§ **WORK INSTRUCTION**:
Using the records below, write out again exactly the lines that begin at the line containing "Objective — for every instance of the red" and end at the line containing "Objective — for every instance of the reflection", and no other lines.

§ **LISTED ENTRIES**:
◆ ◆ ◆ ◆ ◆

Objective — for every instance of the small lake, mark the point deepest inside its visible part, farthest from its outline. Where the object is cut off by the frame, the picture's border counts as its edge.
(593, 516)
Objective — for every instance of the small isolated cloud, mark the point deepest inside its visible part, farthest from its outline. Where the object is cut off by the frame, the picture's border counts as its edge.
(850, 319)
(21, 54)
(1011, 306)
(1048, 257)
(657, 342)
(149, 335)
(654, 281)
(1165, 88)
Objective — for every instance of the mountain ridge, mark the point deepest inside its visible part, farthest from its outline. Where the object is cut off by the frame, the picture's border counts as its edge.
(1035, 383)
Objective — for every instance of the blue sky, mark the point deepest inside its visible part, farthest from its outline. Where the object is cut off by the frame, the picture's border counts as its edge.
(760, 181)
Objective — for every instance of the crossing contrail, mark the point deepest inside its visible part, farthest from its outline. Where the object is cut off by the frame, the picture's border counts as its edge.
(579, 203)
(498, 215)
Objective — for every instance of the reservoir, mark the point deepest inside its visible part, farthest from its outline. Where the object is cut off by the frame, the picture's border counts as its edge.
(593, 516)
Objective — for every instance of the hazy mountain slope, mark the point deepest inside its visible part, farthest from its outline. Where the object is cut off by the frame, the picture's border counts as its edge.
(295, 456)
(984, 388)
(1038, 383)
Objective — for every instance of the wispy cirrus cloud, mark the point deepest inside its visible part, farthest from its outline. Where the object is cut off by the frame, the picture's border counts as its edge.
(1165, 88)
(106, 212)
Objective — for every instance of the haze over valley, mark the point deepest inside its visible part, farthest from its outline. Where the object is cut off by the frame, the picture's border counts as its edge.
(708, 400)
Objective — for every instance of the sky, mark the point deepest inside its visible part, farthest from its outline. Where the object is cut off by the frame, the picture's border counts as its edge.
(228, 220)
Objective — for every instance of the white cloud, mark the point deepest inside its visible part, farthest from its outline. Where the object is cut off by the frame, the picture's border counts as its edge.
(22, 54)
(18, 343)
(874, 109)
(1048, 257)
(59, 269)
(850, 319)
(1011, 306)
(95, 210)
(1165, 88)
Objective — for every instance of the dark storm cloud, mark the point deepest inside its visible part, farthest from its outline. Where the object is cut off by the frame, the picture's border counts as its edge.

◆ ◆ ◆ ◆ ◆

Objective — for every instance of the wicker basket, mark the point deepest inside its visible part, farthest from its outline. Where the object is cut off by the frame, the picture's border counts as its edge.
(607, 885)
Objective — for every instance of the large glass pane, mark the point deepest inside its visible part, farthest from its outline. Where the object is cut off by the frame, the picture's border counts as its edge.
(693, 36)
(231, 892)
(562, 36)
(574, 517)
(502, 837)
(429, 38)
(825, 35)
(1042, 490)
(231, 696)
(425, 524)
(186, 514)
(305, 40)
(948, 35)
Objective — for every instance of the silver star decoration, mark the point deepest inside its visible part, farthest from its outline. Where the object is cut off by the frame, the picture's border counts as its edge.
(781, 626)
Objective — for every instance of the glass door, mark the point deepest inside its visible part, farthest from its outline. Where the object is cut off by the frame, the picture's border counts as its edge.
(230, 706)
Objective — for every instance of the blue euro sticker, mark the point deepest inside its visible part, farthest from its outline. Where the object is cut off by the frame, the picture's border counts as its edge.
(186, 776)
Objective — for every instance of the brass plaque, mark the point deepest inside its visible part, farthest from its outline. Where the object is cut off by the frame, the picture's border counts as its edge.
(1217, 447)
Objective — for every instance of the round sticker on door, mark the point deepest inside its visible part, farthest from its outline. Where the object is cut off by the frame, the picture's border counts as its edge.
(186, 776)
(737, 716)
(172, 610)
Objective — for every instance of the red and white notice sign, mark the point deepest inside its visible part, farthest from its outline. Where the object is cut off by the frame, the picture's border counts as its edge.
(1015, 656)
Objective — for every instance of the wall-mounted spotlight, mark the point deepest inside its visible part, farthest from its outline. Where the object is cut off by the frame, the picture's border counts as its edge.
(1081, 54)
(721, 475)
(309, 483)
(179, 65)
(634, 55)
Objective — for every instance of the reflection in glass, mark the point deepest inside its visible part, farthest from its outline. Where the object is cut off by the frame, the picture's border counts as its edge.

◆ ◆ ◆ ◆ ◆

§ **OUTPUT OF THE EXERCISE**:
Objective — for every instance of the red and white notice sign, mark the point deepest inside its visible part, farthest from its outline. Where the object is cut off by the frame, the picture's border counts as its edge.
(1015, 656)
Objective — for every instance of the wall-mounted spotlight, mark the point deepest inside its visible part, farthest from its outline. Where the object is cut off by the frame, the picture's border counts as its edge.
(1081, 54)
(721, 475)
(309, 483)
(179, 65)
(634, 55)
Objective — for every instance of the reflection in glass, mark the point deepest inside its visible part, farthest from its outline. Where the object is cut off by the frame, the picture's border counts as its edge.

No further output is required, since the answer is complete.